Work instructions = Quote the part of the passage on being remembered that opens with the words "How do you want" and ends after "be my legacy?".

Given passage =
· · ·

How do you want to be remembered?

Have you ever really thought about how you want to be remembered? On my journey of raising 3 boys while honoring who I am as more than their mother this is something I think about often. Besides my children what will be my legacy? 


What will people think of when remembering me after I’m gone? It used to haunt me. I used to think about how I would only be remembered as someone's mother and as wonderful of a role it is- it is not ALL that we are. I want to be seen in my entirety I make it a point that my kids know me as an actual person. We share hobbies I talk about emotions I talk about JOY. I don’t strive for perfection because I know it’s some unattainable goalpost that moves constantly. 

 

I want to be remembered for the fun I had with family and friends and cursed out for dying because who’s going to bring up odd things no one asked for? I want to give back to the world in a way that is notable I want to be remembered for that most of all! Authentic Joy and the opportunity to assist others in finding that joy drives me at the core of my being I am FREEDOM in human form. I want my boys to know that the women around them are people just like they are and we/they are not meant to purely serve their wants and needs. (I know it sounds a little crazy to some but YES we have personalities too.) Lol, I never want a day to go by when my mothering has brought harm to any of their future partners whomever they might be. Selfishly I strive to be my authentic self for my own advancement I want people to say DAMN your mom was a badass and she helped so many people I know why you came out the way you did and for them to beam with pride and say “yeah I know”. Lol, I want them to know how special my plants are and talk about how they inherited strange variations of my favorites. I want them to know I was in denial for the longest about being a plant mom and eventually accepted my new title after I purchased my first humidifier for a monstera I call “Diva”. I want them to know I prefer gold EVERYTHING and if they dare bring me silver I will kindly say thank you and then ask if they know me followed by “take it back”. I want to be appreciated as a person first then their mother.

· · ·

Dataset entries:
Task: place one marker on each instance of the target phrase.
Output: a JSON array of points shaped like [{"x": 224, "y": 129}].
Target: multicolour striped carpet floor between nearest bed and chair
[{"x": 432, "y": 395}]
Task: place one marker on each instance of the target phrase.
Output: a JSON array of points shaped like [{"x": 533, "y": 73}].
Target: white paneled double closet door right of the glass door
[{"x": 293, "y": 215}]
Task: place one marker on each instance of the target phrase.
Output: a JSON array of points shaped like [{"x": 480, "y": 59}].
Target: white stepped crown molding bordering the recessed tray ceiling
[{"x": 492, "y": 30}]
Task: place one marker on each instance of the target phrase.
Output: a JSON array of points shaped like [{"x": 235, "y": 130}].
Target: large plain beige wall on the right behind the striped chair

· · ·

Task solution =
How do you want to be remembered?

Have you ever really thought about how you want to be remembered? On my journey of raising 3 boys while honoring who I am as more than their mother this is something I think about often. Besides my children what will be my legacy?